● DATA PROVIDED:
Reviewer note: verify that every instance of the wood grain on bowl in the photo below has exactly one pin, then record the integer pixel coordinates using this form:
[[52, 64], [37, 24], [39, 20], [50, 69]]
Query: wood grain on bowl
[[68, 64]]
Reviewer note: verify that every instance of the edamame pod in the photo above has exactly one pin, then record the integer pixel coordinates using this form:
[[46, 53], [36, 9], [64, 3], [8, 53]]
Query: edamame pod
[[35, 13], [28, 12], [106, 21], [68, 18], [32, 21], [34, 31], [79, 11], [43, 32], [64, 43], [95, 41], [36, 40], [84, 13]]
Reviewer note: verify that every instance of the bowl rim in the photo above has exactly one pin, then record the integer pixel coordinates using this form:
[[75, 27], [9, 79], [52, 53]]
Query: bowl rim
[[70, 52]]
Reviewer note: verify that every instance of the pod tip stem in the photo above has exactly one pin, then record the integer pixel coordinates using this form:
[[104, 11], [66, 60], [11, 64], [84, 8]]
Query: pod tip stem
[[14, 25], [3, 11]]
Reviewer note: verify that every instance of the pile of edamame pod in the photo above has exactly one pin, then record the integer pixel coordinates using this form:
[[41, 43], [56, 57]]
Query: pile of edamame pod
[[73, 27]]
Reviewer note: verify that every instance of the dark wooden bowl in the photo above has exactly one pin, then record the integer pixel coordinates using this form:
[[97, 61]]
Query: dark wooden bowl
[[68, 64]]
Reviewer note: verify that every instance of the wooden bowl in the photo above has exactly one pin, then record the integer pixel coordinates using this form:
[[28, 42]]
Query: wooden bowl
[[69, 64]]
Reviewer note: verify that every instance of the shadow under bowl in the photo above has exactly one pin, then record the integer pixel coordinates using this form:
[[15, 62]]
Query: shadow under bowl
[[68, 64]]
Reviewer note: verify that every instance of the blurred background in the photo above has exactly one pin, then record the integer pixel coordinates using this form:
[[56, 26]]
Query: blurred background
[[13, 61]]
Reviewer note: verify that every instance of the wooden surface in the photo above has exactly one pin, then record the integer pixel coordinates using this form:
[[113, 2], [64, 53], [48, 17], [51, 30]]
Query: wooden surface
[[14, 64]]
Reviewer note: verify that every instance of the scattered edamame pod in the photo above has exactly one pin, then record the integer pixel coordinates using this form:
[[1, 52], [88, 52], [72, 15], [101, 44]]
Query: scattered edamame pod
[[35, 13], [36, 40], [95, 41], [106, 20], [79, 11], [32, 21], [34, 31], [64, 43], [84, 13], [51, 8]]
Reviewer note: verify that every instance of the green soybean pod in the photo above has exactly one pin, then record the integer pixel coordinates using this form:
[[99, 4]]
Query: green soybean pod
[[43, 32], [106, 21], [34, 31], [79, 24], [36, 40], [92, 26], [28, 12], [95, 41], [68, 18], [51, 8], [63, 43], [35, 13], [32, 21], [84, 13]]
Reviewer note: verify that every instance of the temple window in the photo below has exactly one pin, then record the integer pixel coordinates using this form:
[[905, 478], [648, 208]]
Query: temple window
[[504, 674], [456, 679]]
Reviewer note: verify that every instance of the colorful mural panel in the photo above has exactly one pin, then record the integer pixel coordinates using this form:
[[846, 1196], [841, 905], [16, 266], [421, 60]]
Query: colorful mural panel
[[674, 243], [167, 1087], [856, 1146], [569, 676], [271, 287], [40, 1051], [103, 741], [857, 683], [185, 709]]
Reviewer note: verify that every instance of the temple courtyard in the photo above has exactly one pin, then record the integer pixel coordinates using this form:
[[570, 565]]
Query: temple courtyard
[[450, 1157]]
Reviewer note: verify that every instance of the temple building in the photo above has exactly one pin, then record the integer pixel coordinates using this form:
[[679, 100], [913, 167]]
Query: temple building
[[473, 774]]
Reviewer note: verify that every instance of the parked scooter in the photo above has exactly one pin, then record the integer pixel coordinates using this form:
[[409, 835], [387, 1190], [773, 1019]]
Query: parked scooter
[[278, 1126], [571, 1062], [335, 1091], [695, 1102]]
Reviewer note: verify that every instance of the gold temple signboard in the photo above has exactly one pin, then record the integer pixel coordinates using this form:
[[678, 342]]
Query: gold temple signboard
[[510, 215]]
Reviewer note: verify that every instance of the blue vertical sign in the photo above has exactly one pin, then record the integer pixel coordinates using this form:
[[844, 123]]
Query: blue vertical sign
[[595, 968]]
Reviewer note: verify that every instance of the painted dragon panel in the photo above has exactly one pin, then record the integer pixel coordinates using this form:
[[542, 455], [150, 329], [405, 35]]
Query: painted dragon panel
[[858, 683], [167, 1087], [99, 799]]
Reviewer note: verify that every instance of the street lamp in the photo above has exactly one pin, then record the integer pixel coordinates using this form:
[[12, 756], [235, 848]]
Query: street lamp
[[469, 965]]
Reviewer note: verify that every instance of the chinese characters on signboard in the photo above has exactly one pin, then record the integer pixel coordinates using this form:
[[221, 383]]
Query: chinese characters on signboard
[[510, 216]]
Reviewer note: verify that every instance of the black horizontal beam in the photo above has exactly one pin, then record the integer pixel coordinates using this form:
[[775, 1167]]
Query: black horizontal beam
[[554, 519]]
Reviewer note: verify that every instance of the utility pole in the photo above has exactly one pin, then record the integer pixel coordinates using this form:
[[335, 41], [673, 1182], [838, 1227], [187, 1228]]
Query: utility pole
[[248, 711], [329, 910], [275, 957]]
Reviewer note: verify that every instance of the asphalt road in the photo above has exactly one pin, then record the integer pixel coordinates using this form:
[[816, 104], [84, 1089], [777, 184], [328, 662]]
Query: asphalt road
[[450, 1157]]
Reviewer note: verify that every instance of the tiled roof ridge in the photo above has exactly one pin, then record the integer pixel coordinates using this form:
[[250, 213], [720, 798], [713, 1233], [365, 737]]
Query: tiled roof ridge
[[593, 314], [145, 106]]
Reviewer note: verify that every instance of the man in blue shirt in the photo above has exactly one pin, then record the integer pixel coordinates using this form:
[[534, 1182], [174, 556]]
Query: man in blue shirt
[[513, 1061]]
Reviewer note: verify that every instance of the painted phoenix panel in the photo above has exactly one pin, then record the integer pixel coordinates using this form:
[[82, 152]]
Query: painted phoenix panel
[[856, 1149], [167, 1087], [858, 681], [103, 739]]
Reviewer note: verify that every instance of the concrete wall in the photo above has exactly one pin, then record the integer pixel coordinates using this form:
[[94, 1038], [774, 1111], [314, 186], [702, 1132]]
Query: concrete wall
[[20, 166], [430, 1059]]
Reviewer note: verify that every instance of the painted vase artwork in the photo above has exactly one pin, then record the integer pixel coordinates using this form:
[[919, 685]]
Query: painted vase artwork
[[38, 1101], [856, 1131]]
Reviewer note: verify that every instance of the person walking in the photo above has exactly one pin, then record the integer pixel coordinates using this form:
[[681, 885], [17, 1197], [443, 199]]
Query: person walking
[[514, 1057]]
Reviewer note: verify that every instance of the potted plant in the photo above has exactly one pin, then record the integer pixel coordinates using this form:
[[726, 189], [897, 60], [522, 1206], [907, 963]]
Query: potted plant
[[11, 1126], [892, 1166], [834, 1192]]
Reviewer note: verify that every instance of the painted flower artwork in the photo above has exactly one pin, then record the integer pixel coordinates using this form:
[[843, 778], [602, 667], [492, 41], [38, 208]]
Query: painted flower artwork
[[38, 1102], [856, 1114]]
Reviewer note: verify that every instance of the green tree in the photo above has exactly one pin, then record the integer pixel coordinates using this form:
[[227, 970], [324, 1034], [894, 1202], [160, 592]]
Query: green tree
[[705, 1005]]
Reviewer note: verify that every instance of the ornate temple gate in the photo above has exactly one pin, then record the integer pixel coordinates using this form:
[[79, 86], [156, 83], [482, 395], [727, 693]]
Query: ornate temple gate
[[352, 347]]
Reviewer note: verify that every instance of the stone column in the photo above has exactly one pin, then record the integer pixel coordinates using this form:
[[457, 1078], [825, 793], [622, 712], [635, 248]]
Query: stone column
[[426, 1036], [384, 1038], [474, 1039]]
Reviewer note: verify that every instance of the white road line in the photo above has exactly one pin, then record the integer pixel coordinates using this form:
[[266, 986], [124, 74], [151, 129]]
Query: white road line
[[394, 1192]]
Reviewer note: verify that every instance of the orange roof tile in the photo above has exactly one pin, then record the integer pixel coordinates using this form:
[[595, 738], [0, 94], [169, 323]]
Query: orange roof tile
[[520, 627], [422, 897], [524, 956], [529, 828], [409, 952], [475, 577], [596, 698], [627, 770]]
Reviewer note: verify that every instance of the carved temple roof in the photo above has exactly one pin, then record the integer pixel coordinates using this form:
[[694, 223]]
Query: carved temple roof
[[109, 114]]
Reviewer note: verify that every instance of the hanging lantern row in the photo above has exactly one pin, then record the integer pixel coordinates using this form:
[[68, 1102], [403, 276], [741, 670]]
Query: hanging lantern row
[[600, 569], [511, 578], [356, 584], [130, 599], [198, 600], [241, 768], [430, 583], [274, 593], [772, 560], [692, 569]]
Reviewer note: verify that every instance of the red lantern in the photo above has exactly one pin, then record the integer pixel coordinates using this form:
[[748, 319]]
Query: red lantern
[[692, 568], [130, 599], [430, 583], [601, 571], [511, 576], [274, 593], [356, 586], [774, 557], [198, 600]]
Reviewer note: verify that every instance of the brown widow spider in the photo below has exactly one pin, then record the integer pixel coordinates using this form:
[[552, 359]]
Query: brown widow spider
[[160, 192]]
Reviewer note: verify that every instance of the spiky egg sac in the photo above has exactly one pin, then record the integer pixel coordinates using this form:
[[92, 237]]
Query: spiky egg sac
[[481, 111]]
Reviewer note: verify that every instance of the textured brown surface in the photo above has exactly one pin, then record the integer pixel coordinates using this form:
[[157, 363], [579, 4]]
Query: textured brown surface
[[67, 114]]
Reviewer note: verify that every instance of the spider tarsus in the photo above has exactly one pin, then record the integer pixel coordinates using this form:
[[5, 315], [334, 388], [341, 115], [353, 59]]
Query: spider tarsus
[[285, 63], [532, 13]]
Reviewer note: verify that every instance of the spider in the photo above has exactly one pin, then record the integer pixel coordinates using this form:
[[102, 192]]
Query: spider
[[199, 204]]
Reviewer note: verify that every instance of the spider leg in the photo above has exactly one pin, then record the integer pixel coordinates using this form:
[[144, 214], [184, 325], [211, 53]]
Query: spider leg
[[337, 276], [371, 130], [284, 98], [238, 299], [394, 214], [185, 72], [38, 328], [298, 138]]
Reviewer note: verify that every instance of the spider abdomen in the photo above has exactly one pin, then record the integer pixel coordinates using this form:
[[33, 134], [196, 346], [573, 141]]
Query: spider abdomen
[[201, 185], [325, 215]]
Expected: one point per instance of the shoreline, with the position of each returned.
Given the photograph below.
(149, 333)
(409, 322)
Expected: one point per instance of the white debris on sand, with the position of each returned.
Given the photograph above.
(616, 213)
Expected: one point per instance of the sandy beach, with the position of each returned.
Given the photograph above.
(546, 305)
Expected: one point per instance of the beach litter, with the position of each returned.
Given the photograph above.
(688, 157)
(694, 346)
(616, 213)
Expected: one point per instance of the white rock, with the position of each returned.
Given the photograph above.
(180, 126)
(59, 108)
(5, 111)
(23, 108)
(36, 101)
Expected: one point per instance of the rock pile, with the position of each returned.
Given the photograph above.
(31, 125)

● WHAT NEEDS TO BE DONE: Copy all lines from the listing that contain "position".

● EXERCISE ANSWER:
Expected: one point per instance of the shoreline, with the position of each returned.
Expected: one point per instance of the white debris on sand, with the position of each returned.
Expected: one point per instance of the sandy beach, with the position of each returned.
Expected: one point per instance of the beach litter, with the position of each returned.
Expected: one point per instance of the white rock, with the position of each returned.
Expected: one point per instance of the rock pile, with the position of each returned.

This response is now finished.